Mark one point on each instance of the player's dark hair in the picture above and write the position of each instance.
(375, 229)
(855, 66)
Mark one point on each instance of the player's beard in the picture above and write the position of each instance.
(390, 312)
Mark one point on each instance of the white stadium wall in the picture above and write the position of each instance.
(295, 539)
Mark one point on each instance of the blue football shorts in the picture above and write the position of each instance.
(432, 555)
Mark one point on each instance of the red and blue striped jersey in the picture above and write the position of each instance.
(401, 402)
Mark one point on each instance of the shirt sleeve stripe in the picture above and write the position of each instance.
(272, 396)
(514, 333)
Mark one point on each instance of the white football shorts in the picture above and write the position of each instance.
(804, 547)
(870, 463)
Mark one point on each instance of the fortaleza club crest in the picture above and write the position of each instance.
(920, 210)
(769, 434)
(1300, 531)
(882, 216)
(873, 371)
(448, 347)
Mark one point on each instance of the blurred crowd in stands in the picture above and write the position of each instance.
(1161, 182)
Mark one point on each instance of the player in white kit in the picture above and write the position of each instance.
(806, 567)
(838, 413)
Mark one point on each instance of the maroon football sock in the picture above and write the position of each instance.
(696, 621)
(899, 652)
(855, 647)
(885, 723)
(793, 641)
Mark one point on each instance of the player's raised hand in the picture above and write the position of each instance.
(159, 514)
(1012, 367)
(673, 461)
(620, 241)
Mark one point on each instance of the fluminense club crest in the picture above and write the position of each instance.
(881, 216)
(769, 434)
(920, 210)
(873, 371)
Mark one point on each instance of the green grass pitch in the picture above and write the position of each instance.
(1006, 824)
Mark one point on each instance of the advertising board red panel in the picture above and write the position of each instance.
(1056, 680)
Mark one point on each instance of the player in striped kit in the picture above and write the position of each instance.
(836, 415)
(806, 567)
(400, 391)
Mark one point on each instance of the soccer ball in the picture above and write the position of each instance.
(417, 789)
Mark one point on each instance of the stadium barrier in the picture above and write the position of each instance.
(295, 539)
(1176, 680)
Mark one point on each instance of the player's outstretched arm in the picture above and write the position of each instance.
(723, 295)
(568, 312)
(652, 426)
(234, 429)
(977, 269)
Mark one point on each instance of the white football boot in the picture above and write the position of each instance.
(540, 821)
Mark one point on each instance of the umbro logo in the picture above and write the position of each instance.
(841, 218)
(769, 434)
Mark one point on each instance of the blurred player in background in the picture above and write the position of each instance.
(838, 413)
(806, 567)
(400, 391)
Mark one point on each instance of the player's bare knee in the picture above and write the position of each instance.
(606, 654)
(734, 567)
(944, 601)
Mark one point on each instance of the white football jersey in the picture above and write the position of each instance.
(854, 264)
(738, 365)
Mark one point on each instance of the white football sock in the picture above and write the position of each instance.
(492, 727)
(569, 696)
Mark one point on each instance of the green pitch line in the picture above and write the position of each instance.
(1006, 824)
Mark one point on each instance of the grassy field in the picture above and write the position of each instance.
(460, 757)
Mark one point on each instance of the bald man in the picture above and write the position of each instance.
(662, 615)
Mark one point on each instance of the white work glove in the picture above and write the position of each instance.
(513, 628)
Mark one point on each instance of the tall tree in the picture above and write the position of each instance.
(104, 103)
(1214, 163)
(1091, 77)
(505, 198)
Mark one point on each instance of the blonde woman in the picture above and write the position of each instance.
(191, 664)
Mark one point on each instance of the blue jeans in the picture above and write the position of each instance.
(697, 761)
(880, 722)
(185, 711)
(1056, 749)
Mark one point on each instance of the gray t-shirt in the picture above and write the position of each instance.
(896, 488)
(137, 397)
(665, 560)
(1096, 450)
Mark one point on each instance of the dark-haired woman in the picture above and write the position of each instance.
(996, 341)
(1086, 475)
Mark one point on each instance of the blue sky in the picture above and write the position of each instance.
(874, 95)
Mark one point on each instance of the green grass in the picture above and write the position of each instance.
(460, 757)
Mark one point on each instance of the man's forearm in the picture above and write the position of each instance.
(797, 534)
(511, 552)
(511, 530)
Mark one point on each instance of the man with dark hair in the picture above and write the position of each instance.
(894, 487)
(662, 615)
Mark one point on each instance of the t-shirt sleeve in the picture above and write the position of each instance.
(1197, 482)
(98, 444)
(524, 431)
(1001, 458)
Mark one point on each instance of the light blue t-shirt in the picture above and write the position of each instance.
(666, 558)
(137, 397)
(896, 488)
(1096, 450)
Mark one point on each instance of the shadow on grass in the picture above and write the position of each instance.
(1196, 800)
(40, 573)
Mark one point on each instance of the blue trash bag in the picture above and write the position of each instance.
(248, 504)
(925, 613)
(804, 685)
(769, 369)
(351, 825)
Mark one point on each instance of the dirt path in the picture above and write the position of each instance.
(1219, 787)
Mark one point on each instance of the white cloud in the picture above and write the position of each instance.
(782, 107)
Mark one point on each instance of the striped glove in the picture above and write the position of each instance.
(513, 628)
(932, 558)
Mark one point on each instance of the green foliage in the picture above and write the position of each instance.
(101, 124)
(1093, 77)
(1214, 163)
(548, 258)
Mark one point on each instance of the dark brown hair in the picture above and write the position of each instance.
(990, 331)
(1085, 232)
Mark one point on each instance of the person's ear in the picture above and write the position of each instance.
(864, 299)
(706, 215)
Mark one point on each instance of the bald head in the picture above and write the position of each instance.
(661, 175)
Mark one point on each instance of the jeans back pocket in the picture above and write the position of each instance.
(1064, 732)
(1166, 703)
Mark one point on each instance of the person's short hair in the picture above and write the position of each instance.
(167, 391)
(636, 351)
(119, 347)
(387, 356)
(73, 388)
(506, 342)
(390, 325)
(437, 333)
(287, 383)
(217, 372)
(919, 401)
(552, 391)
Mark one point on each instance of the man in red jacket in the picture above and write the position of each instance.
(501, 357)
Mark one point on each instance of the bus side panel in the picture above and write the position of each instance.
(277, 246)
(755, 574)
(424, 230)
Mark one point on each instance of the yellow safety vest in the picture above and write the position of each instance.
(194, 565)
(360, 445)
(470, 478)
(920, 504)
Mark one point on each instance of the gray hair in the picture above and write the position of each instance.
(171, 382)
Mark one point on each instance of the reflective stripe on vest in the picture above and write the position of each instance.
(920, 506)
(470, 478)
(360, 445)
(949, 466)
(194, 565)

> [Exercise details] Return all of the records above verbatim, line for line, without altering any character.

> [Finished task]
Mark one point on each instance of the player's dark hair in the picture above and write the position of each instance.
(375, 229)
(855, 66)
Mark one point on each instance of the player's beard in the picture above and write the position of each instance.
(390, 312)
Mark one point on each instance of the white stadium wall in the picture above and write the position of each instance.
(295, 539)
Mark one point on each instance of the blue football shorts in the picture above and write the position of each instance.
(432, 555)
Mark one point on each instance of the red and blue striped jersey in the picture above and write the position of each instance.
(401, 402)
Mark one point on each instance of the shirt sleeve stripe in the picture above and write the position of each instance.
(272, 396)
(514, 333)
Mark one point on each instance of the white football shorts in the picture above and write the position of each instance.
(804, 547)
(870, 463)
Mark one point on each instance of the fortaleza club crest in the picture above and write the position of each instance.
(920, 210)
(769, 434)
(1300, 531)
(882, 216)
(873, 371)
(448, 347)
Mark one point on each instance of the blurred crowd in stands in the picture above and write the position of each instance.
(1161, 182)
Mark one point on each instance of the player in white kit in the picture above and write the position of each instance.
(806, 567)
(838, 413)
Mark one point on each instance of the maroon football sock in the picture above and write the position of each instance.
(696, 621)
(899, 652)
(855, 647)
(885, 723)
(793, 641)
Mark one point on each instance of the player's raised hand in the picture above and write the position of each instance.
(159, 514)
(1012, 367)
(673, 461)
(620, 241)
Mark one point on each instance of the fluminense club crest in the picture above and write the position of each instance.
(881, 216)
(769, 434)
(920, 210)
(873, 371)
Mark one point on each instance of the green grass pitch in the picture above and write the position of each instance.
(1006, 824)
Mark one point on each instance of the advertising board red panel in the picture above and write the position of each instance.
(1056, 680)
Mark one point on each instance of the player in striped kit in the picture above and write the position of each instance.
(836, 415)
(806, 567)
(400, 391)
Mark one point on each instance of the soccer ball in the picture above and write the position of each instance.
(417, 789)
Mark one point on each instance of the stadium barrier in the picture above and write the position of each instance.
(295, 539)
(1176, 680)
Mark one point on each instance of the player's outstretched arm in the picture above and write the position of each instance.
(723, 295)
(568, 312)
(652, 426)
(234, 429)
(977, 269)
Mark one point on each instance of the white football boot in the picture above and write the position of each instance.
(540, 821)
Mark one point on each instance of the umbro logo in the picture above and write the position of each instance.
(841, 218)
(769, 434)
Mark one point on each instance of the blurred player in background in the picture above and write the position of each instance.
(838, 413)
(806, 567)
(400, 391)
Mark one point on each instance of the player's bare knee in the picture above and write the position of each instance.
(606, 654)
(734, 567)
(944, 601)
Mark one point on each instance of the white football jersey in the picture above and write the position of each instance.
(854, 264)
(738, 365)
Mark one point on each instance of the white football sock in the picture above and write the position of each instance.
(492, 727)
(569, 696)
Mark one point on each instance of the green pitch line in the picture above and write the position of each instance.
(1006, 824)
Mark one point on each instance of the grassy field in the picture above and write the position of each instance.
(460, 757)
Mark one point on each instance of the bald man in the picture above and write the position of each instance.
(662, 615)
Mark one point on each instance of the white work glove in the picture above and write the position of each instance.
(513, 628)
Mark one point on each instance of the tall tree in the picture above and write the position of each instance.
(104, 103)
(1214, 163)
(1091, 77)
(505, 198)
Mark one point on each instance of the blonde woman in the picture above and write the position of each instance.
(191, 664)
Mark one point on each instance of the blue jeans in the picture above and write the position of each instance.
(697, 761)
(880, 722)
(185, 711)
(1056, 749)
Mark one point on each instance of the gray t-shirt in the picture above and write the position of each instance.
(896, 488)
(137, 397)
(665, 560)
(1096, 450)
Mark one point on each instance of the dark-haired woman in the picture above and write the position of each instance.
(996, 341)
(1086, 475)
Mark one point on each instance of the blue sky in the picture above and write the position of each instance.
(874, 95)
Mark one point on each instance of the green grass in the picture above and write the position of each instance.
(460, 757)
Mark one point on each instance of the man's forearm in the picture above and write the position of each instance.
(797, 534)
(511, 552)
(511, 530)
Mark one point on each instance of the man with dark hair in the picture above and write the position of each instance.
(894, 487)
(662, 615)
Mark one point on each instance of the t-shirt sleeve in the picture above and write the position of each instance.
(1197, 482)
(98, 444)
(524, 431)
(1001, 458)
Mark one point on each instance of the light blue t-shirt in the picture above and write the position of each instance.
(666, 558)
(137, 397)
(896, 488)
(1096, 450)
Mark one point on each instance of the shadow on grass in the picture above and write the position of each instance.
(1196, 800)
(40, 573)
Mark one point on each instance of the blue trash bag in the picture above and write the position of each instance.
(248, 504)
(925, 613)
(804, 685)
(769, 369)
(351, 825)
Mark one point on each instance of the dirt path in the picture above and write the position of each instance.
(1219, 787)
Mark one point on each instance of the white cloud in the picture above and write the position of each instance.
(782, 107)
Mark one point on each instance of the striped glove in the picture above and write the position of each instance.
(513, 628)
(932, 558)
Mark one point on each instance of the green foliage in the picture above and write the position of each instance.
(101, 124)
(1093, 77)
(1214, 163)
(548, 258)
Mark one point on each instance of the dark brown hair in the picture above and write the position of each instance.
(990, 331)
(1085, 232)
Mark one point on each instance of the person's ear in the picture above and write the position of each instance.
(864, 299)
(706, 215)
Mark one point on each instance of the bald head in the picture above and write the position of each instance.
(661, 175)
Mark one point on each instance of the jeans back pocket in the picture above and write the position of each instance.
(1064, 732)
(1166, 703)
Mark one point on each instance of the person's short hair in the picture above and write the position of each instance.
(167, 391)
(636, 351)
(119, 347)
(387, 356)
(73, 388)
(506, 342)
(390, 325)
(437, 333)
(287, 383)
(217, 372)
(919, 401)
(552, 391)
Mark one point on each instance of the man in red jacket in the picture above and write the position of each instance.
(501, 357)
Mark one point on each instance of the bus side panel in the picture above and write the position of each instance.
(277, 246)
(755, 574)
(424, 230)
Mark one point on each instance of the yellow safety vest in the picture above and write the position of each instance.
(194, 565)
(360, 445)
(470, 478)
(920, 504)
Mark one point on each instance of the gray hair in the picture above and write the position of each instance.
(171, 382)
Mark one point on each instance of the reflective stripe on vest in the picture above and write the position of each instance.
(920, 506)
(470, 478)
(360, 445)
(949, 466)
(194, 565)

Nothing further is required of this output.